* [What you have to do] Each record should be given again exactly as it appears, with no image included.

(Region pointing data)
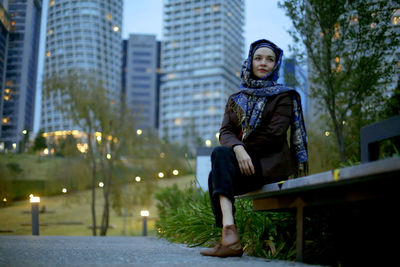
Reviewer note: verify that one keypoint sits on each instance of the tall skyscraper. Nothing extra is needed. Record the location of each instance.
(201, 57)
(83, 36)
(141, 85)
(19, 60)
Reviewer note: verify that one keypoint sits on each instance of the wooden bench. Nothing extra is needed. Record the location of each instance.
(374, 180)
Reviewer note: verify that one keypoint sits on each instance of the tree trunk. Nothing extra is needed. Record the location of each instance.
(94, 170)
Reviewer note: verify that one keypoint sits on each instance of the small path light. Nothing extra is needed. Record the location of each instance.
(35, 214)
(144, 214)
(208, 143)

* [Task answer]
Reviewer note: verify that one keypoint sits on each instance of the tall skyscraper. Nothing extra is needed. Record the location of each instance.
(201, 57)
(83, 36)
(141, 85)
(19, 60)
Reviewer note: verify that one keypoint sits on each instance of the wooden bench. Nothing extra is needed. Record the location of each instance.
(374, 180)
Reviewer note: verify that one keypoint sits on each instance of the tree trunk. Nothing extra is needed. Record the location of each instance.
(94, 170)
Reviewer note: verify that one keypoint sits on each instance of the small path light. Nothing extra is needed. Record the location of each instance.
(35, 214)
(144, 214)
(208, 143)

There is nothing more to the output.